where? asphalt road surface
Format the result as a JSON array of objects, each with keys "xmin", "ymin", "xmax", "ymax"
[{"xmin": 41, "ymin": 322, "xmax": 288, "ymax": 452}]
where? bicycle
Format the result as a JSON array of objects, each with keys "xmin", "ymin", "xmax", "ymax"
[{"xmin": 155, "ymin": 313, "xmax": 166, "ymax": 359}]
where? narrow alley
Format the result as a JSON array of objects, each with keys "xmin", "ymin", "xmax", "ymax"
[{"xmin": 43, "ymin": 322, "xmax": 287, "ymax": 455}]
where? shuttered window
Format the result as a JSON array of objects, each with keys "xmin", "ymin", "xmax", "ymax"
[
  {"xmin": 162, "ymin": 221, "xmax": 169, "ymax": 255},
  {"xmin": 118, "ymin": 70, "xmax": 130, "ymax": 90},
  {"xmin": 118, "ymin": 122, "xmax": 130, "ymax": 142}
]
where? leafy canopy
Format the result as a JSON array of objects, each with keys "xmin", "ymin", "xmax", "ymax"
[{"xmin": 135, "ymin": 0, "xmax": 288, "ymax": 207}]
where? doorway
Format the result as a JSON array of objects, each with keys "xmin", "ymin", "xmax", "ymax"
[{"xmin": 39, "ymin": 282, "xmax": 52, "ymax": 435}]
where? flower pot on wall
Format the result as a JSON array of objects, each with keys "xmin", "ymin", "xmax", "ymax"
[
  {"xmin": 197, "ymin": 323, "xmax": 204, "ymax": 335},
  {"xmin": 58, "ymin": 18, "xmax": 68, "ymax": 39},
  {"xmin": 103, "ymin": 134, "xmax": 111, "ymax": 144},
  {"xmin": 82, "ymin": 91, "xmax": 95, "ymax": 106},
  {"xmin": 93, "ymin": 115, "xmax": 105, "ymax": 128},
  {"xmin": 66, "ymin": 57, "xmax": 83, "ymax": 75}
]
★ ★ ★ ★ ★ ★ ★
■ **Requirements**
Copy out every row above word for word, keeping each line as it is.

■ **Exercise answer**
where? asphalt road surface
Format the result as a JSON array of objects, each with keys "xmin", "ymin", "xmax", "ymax"
[{"xmin": 41, "ymin": 322, "xmax": 288, "ymax": 452}]
where? bicycle
Format the result as a JSON array of objects, each with keys "xmin", "ymin", "xmax", "ymax"
[{"xmin": 155, "ymin": 313, "xmax": 166, "ymax": 359}]
where? narrow alley
Format the result as a JSON array of objects, each with keys "xmin", "ymin", "xmax", "ymax"
[{"xmin": 43, "ymin": 322, "xmax": 287, "ymax": 455}]
where? shuttered window
Format the result as a JSON array of objects, each with keys "xmin", "ymin", "xmax", "ymax"
[
  {"xmin": 162, "ymin": 221, "xmax": 169, "ymax": 255},
  {"xmin": 118, "ymin": 70, "xmax": 130, "ymax": 90},
  {"xmin": 118, "ymin": 122, "xmax": 130, "ymax": 142}
]
where? leafy canopy
Format the result as a JSON array of objects, each with keys "xmin", "ymin", "xmax", "ymax"
[{"xmin": 135, "ymin": 0, "xmax": 288, "ymax": 207}]
where? doorway
Format the result as a JSON array of objects, each with keys "xmin", "ymin", "xmax", "ymax"
[{"xmin": 39, "ymin": 282, "xmax": 52, "ymax": 435}]
where? flower pot on wall
Format the result as a JSON array of objects, each with keys "xmin", "ymin", "xmax", "ymax"
[
  {"xmin": 197, "ymin": 323, "xmax": 204, "ymax": 335},
  {"xmin": 58, "ymin": 18, "xmax": 68, "ymax": 39},
  {"xmin": 103, "ymin": 134, "xmax": 111, "ymax": 144},
  {"xmin": 82, "ymin": 91, "xmax": 95, "ymax": 106},
  {"xmin": 93, "ymin": 115, "xmax": 105, "ymax": 128},
  {"xmin": 66, "ymin": 57, "xmax": 83, "ymax": 75}
]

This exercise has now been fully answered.